ISTRUZIONI:
a - Stampa la parte del brano sui referendum che va da "La Costituzione della" fino a "contenuti non graditi." compreso.
b - Nel brano sui referendum, quali questioni vengono indicate come parte della proposta di riforma della ministra della Giustizia Cartabi presentata in Parlamento?

BRANO DA LEGGERE:
───

La Costituzione della Repubblica affida alla Corte Costituzionale il giudizio di legittimità, fissando chiaramente ambiti e limiti nell’esercizio di questo potere e non ci si può spellare le mani quando produce sentenze gradite, rivoluzionarie, come quella sulla depenalizzazione del suicidio assistito e poi tacciare i medesimi giudici di conservatorismo miope, finalizzato al mantenimento dello status quo quando le decisioni hanno carattere e contenuti non graditi.  
 
Al di là delle valutazioni tecnico-giuridiche che hanno portato alla dichiarazione di inammissibilità di tre quesiti referendari, riguardanti materie peraltro assai sentite dall’opinione pubblica come il fine vita e la depenalizzazione delle droghe leggere, il dato che emerge è che siamo passati dai grandi referendum, relativi alle scelte di civiltà, come aborto, divorzio, nucleare, acqua bene comune, a quesiti caratterizzati da un tecnicismo esasperato, poco comprensibili ai cittadini e comunque a questioni come il funzionamento del Csm, la separazione delle carriere, la valutazione dei magistrati, che fanno parte della proposta di riforma della ministra della Giustizia Cartabi presentata in Parlamento. Ad ogni buon conto essendo stata chiusa la possibilità di far esprimere i cittadini su questioni di grande rilevanza, il rischio è che finisca per esasperarsi la distanza tra il palazzo e l’opinione pubblica e soprattutto che resti irrisolto l’annoso problema della collocazione degli istituti di democrazia partecipativa all’interno di una democrazia parlamentare.

───

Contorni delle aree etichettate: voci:
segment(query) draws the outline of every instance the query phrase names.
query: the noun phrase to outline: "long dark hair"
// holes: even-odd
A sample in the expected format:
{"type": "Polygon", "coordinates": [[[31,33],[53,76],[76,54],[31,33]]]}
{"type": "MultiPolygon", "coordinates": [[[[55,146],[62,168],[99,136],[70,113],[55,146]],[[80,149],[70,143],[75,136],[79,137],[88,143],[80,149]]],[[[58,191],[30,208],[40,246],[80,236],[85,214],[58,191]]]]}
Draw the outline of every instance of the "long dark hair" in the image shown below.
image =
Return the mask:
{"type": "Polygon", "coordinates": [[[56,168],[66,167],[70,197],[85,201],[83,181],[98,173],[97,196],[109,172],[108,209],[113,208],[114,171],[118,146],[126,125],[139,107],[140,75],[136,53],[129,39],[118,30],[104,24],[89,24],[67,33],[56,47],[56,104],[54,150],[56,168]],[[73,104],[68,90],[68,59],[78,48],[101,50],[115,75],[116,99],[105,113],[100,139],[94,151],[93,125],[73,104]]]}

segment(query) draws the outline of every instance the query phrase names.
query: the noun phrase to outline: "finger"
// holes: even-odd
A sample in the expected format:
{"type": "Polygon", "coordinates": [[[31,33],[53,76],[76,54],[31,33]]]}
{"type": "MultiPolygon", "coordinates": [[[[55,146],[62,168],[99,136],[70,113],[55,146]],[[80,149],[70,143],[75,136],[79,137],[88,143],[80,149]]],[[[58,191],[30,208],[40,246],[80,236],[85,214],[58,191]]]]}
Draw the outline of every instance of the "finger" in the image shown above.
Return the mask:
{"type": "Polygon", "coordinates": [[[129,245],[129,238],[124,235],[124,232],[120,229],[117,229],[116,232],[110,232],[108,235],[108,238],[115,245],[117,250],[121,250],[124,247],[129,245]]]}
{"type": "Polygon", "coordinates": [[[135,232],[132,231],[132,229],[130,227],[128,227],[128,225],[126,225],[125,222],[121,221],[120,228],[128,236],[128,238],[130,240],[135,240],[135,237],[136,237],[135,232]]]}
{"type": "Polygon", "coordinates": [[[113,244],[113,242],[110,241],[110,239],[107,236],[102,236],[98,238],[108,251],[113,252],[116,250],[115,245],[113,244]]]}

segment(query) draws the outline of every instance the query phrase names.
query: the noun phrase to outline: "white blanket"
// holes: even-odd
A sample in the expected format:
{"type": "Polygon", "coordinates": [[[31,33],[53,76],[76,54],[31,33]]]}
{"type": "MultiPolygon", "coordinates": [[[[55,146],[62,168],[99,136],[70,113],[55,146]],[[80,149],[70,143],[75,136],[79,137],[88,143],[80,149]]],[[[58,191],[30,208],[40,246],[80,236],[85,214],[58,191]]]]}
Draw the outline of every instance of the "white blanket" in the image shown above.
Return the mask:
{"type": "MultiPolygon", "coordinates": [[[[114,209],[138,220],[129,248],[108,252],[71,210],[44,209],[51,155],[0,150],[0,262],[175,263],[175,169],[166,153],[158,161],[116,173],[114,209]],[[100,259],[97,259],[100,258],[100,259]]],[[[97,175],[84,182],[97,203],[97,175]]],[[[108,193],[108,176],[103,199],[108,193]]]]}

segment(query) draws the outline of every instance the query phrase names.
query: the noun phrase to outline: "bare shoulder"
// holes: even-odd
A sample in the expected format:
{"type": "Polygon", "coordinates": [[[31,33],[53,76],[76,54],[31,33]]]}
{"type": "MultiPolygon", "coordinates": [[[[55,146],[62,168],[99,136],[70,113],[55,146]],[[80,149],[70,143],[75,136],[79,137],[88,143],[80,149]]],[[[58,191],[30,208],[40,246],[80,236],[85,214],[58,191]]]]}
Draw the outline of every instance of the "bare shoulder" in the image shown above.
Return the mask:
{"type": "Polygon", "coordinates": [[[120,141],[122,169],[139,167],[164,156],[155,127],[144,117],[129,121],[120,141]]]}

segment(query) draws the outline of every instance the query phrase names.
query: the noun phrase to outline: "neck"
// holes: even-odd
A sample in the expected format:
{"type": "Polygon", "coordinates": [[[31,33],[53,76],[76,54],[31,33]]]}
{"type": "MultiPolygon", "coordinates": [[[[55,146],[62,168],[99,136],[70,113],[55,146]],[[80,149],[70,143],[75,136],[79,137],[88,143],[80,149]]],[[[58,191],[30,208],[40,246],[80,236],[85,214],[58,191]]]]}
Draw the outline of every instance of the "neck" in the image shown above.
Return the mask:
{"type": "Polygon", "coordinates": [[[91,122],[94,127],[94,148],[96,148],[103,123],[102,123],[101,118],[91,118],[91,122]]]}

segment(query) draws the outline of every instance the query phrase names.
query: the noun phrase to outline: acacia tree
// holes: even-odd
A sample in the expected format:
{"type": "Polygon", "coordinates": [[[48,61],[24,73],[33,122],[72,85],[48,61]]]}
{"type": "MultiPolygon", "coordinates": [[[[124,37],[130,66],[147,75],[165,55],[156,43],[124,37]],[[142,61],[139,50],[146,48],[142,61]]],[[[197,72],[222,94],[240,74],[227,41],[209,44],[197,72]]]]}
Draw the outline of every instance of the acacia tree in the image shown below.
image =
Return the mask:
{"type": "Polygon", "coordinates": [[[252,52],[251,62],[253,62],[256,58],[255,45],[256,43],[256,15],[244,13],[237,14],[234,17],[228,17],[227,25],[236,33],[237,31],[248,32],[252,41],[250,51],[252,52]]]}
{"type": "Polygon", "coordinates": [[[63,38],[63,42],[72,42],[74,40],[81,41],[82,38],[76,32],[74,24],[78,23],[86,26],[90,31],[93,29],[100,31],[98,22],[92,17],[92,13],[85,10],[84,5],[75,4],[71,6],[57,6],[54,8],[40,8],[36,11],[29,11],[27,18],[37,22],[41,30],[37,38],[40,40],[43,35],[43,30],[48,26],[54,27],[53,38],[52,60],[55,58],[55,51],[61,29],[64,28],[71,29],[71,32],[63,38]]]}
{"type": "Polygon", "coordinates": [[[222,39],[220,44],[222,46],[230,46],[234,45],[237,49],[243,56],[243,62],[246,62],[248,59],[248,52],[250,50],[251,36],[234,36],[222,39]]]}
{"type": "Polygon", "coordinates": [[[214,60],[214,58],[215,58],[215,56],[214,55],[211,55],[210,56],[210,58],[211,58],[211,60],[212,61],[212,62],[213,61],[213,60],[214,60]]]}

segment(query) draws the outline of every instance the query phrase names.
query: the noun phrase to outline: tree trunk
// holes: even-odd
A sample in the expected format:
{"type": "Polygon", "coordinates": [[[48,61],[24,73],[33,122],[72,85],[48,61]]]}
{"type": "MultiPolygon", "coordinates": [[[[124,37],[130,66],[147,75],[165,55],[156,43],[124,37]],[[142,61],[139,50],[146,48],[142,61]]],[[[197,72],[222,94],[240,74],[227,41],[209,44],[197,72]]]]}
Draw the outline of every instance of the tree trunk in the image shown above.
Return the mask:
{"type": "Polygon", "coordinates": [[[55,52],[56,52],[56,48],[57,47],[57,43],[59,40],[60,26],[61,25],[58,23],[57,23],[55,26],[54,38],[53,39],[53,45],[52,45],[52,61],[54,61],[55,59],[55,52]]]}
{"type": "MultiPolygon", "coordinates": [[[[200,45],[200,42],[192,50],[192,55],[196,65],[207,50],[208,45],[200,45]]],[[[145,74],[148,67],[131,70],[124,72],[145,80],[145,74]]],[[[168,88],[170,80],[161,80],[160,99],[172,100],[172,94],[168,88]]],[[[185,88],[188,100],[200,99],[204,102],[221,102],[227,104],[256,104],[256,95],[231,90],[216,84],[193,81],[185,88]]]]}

───

LE SOLUZIONI:
a -
La Costituzione della Repubblica affida alla Corte Costituzionale il giudizio di legittimità, fissando chiaramente ambiti e limiti nell’esercizio di questo potere e non ci si può spellare le mani quando produce sentenze gradite, rivoluzionarie, come quella sulla depenalizzazione del suicidio assistito e poi tacciare i medesimi giudici di conservatorismo miope, finalizzato al mantenimento dello status quo quando le decisioni hanno carattere e contenuti non graditi.

b - Il funzionamento del Csm, la separazione delle carriere e la valutazione dei magistrati.